Keyword search on "jersey": report each line of the records that contains it.

RECORDS FOR THE EXERCISE Block Start

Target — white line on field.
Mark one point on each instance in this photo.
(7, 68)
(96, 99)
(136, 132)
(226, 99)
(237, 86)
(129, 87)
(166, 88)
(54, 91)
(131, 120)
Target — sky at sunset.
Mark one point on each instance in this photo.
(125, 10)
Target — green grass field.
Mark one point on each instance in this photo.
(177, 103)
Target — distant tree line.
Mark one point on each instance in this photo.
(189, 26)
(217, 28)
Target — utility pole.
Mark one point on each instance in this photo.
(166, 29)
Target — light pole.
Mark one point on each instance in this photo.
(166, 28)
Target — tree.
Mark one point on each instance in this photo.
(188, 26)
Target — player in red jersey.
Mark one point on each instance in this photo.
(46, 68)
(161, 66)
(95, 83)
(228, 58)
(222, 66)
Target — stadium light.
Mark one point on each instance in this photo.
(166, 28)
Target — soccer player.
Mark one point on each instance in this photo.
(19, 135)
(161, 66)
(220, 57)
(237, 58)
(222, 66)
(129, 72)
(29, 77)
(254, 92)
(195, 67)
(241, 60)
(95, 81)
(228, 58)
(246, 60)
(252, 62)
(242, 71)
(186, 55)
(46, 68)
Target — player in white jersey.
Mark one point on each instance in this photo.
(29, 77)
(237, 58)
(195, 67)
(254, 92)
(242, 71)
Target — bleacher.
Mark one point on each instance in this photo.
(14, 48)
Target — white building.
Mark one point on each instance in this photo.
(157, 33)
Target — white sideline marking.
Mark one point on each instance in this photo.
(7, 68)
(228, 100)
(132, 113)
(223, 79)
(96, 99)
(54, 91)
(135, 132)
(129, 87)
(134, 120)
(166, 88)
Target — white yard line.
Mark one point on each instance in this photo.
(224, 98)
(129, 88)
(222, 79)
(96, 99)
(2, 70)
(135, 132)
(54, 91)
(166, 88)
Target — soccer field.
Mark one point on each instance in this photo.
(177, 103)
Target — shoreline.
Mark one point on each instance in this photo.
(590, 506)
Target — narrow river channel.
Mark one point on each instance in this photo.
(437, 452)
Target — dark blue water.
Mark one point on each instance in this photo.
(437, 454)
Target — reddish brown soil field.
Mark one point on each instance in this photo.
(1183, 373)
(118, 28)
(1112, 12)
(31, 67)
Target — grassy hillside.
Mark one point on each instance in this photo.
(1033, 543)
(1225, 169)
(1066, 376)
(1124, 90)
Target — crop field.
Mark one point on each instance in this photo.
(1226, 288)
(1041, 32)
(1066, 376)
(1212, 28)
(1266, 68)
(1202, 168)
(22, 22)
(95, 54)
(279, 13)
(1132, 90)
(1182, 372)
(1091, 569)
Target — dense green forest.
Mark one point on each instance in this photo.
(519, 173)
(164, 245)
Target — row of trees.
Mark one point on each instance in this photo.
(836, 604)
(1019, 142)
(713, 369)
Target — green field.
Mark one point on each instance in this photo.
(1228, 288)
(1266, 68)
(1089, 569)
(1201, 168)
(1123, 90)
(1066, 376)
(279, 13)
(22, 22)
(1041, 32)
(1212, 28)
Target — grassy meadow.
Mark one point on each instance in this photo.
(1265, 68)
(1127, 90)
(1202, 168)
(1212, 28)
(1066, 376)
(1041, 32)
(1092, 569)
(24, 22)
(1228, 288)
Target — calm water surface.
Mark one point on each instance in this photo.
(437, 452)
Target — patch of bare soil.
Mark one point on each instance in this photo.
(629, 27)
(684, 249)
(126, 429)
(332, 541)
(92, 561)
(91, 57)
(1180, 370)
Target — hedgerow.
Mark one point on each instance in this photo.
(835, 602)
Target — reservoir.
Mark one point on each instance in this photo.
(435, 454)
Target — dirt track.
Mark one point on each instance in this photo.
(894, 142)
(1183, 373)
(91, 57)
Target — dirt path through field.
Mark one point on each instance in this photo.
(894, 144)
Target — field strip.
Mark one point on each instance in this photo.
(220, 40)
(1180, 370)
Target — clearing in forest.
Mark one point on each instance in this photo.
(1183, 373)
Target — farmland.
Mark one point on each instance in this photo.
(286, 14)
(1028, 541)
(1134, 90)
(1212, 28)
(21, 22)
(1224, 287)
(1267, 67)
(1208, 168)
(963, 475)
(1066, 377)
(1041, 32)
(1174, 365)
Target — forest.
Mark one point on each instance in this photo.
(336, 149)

RECORDS FOR THE EXERCISE Block End

-- TASK RESPONSE --
Target — player in red jersey.
Target — player in white jersey.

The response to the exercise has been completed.